* WHAT TO PRODUCE *
Gather every line of the items that contains the word "white", and copy each one. Case counts.

A run of records:
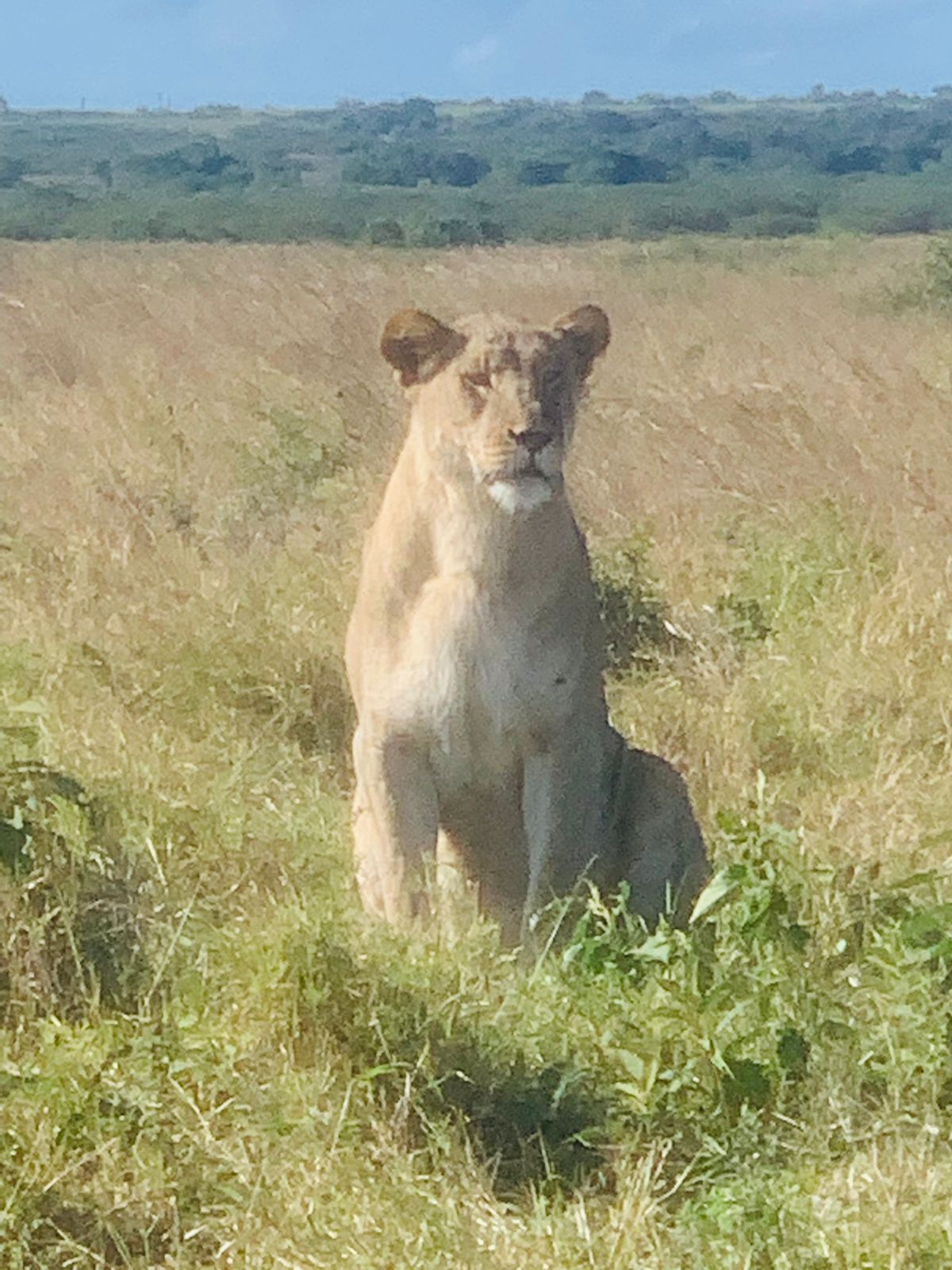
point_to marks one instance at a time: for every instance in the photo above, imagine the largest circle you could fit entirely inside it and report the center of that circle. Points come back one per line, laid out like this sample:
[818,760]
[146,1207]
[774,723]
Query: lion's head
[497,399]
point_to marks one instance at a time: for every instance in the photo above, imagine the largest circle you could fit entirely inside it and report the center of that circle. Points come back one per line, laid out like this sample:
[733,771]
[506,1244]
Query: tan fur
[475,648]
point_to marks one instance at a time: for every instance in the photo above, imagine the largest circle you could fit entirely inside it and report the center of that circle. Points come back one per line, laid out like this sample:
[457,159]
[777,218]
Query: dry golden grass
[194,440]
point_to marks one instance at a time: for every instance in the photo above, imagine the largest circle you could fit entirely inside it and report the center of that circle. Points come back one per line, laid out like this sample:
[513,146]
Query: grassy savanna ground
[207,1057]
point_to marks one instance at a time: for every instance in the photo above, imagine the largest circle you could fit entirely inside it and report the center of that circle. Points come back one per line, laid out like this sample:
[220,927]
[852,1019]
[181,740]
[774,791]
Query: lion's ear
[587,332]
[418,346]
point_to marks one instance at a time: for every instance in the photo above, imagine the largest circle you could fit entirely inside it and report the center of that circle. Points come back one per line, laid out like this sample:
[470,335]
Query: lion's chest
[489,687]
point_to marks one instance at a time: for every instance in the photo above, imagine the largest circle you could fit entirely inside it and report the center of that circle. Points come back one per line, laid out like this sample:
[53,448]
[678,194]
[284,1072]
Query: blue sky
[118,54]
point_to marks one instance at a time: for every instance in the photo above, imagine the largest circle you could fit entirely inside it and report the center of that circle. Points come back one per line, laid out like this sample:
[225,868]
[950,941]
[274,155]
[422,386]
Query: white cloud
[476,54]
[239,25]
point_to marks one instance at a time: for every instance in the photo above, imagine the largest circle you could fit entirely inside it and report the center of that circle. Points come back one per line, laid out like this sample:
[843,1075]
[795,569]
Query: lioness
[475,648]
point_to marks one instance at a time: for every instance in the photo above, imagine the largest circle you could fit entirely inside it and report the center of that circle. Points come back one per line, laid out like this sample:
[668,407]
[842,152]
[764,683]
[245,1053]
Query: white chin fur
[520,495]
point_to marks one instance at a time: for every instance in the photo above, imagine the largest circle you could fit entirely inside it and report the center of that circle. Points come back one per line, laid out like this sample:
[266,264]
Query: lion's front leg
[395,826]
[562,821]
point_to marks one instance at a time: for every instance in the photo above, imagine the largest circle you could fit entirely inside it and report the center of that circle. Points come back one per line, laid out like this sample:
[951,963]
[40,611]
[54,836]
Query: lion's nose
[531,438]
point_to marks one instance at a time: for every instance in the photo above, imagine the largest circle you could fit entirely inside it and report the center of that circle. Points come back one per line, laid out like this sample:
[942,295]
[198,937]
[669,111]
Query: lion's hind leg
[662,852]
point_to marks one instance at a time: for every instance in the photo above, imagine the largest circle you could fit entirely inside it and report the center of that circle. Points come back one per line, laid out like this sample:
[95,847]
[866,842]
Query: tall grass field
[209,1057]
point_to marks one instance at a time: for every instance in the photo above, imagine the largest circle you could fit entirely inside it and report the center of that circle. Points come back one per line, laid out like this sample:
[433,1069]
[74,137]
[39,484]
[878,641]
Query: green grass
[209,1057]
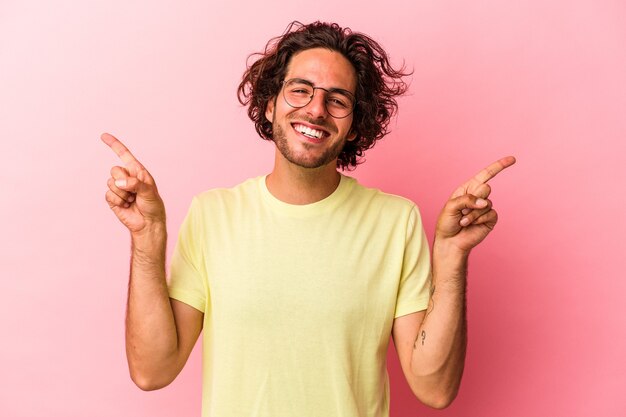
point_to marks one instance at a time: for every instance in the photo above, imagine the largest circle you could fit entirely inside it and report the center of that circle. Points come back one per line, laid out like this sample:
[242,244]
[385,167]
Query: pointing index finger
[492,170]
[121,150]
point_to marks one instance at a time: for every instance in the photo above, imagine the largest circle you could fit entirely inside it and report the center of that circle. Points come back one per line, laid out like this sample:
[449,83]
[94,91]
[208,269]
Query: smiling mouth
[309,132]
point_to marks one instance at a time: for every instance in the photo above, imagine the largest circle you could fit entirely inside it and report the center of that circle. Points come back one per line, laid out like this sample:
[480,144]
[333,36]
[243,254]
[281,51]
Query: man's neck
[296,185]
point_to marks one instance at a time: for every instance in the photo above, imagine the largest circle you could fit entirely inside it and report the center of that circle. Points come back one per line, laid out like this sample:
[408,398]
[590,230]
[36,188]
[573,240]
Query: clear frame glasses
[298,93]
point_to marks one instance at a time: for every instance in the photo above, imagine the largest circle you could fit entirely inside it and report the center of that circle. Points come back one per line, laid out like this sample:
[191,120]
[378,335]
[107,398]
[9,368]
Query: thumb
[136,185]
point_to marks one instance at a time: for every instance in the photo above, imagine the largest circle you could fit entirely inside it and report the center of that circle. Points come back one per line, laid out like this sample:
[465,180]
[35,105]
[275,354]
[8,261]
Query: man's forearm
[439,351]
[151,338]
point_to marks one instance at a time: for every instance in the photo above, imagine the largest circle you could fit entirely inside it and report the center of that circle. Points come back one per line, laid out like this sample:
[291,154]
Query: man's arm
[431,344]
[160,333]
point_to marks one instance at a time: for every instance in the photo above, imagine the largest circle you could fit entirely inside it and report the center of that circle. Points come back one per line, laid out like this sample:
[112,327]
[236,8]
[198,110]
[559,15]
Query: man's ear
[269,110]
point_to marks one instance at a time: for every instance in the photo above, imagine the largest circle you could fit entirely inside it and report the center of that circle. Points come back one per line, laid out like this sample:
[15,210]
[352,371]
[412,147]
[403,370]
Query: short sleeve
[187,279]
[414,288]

* ANSWER TO THE PROBLEM *
Query: white cloud
Query: white chin fur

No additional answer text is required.